See our current on-line version of International Aquafeed:


September - October 2016

International Aquafeed is now also available
as a Spanish language version




Features in this issue include:






Editors desk

I write this editorial from my hometown of Llanelli under a cloudless blue sky and a beautiful warm summer’s day. It’s a reminder of rising temperatures in Europe and the need to be aware of the potentially lower oxygen levels in our fish culture operations and the need for aeration and supporting technologies to optimize conditions for very sensitive fish such as trout.
The farming of rainbow trout is often featured in this magazine and is globally an important fish actually my favorite by far compared to salmon. The trout is such a versatile fish and can be found throughout the UK having adapted to varying conditions and is so underrated in many ways.
I was brought up to appreciate this species having fished my river for wild brown trout with so many expeditions with my father in my youth.  Wild brown trout has a wonderful flavor and excellent eating qualities with its white flesh and nutritious value.

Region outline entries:
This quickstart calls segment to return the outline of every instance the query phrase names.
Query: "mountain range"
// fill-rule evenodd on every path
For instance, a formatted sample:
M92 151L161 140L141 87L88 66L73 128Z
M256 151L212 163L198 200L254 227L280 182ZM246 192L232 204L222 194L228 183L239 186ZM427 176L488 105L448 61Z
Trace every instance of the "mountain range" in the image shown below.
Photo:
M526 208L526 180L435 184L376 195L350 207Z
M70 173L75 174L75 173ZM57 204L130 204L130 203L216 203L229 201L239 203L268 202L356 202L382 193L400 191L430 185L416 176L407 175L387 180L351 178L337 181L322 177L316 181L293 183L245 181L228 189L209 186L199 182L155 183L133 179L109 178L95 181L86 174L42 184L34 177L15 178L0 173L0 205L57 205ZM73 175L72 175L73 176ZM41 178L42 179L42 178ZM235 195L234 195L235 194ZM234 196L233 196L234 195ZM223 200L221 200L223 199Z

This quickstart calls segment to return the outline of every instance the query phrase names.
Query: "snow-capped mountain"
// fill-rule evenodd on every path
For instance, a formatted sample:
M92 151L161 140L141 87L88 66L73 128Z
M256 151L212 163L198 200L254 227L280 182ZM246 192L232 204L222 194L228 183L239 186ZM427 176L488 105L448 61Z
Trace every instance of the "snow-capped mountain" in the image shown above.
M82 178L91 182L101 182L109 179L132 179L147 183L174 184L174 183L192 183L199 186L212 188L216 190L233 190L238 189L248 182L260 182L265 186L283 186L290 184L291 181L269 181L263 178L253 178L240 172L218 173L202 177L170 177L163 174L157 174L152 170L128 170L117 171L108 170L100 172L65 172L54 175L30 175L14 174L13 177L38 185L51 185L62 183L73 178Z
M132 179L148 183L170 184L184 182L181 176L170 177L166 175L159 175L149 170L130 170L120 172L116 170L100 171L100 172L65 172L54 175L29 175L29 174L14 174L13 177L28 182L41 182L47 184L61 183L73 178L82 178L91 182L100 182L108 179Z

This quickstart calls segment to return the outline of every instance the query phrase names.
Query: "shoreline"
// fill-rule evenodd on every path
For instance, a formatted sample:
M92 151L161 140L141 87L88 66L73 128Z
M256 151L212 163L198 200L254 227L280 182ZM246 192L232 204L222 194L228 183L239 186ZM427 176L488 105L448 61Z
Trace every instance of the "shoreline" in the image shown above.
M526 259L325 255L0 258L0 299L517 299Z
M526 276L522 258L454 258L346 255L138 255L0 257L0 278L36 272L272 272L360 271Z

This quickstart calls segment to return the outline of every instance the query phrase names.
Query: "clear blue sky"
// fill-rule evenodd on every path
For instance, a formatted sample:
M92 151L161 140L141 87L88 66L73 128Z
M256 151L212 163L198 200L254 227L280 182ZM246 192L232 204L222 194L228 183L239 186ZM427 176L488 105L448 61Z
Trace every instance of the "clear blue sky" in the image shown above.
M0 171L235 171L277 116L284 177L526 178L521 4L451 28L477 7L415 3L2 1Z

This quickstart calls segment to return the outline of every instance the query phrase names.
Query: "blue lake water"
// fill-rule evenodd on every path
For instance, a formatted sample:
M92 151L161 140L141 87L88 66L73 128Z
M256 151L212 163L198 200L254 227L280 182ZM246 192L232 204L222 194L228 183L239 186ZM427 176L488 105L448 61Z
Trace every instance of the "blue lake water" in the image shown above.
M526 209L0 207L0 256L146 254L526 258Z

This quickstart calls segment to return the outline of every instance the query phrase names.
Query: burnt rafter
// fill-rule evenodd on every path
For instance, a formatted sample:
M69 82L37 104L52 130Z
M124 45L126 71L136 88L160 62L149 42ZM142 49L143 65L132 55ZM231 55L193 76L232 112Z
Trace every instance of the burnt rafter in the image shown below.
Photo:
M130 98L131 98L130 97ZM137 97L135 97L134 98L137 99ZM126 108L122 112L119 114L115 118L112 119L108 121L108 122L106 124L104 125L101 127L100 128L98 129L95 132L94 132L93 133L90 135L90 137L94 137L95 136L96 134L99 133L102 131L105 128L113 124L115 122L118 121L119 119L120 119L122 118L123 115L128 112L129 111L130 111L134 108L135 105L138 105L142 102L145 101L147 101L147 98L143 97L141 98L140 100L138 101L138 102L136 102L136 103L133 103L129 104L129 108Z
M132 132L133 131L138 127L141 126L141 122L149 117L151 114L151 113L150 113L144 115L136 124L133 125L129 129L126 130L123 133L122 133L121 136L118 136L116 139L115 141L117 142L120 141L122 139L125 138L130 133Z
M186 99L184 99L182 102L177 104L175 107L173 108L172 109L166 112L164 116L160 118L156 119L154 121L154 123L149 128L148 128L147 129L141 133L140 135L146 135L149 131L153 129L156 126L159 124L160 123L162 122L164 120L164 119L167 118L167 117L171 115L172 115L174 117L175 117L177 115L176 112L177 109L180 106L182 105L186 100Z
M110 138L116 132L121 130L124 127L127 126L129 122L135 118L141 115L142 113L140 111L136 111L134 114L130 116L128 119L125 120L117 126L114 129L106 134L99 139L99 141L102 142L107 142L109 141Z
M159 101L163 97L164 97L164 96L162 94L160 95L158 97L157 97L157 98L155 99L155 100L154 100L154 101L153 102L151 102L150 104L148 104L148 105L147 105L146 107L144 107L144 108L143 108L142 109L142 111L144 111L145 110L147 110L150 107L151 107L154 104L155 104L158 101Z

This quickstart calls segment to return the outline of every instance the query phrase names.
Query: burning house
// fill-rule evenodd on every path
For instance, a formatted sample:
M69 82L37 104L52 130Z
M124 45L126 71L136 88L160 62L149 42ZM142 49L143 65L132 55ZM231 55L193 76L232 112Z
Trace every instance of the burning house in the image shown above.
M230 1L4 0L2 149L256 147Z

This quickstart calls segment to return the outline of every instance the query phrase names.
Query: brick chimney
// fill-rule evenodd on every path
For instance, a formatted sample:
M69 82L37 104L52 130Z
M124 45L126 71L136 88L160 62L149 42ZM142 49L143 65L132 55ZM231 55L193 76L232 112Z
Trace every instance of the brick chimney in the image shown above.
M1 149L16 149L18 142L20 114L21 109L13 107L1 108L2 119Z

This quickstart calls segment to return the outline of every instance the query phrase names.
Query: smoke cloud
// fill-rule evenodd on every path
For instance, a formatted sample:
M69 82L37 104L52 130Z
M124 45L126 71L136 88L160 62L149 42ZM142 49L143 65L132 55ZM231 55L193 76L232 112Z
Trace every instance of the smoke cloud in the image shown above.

**DIRECTIVE 1**
According to the editorial excerpt, why is there a need for aeration and supporting technologies in fish culture operations? Answer in one to three sentences.
**DIRECTIVE 2**
In the editorial excerpt, from which hometown does the writer say the editorial is being written?

**TASK SOLUTION 1**
Rising temperatures in Europe can lead to lower oxygen levels in fish culture operations. Aeration and supporting technologies help optimize conditions for very sensitive fish such as trout.

**TASK SOLUTION 2**
Llanelli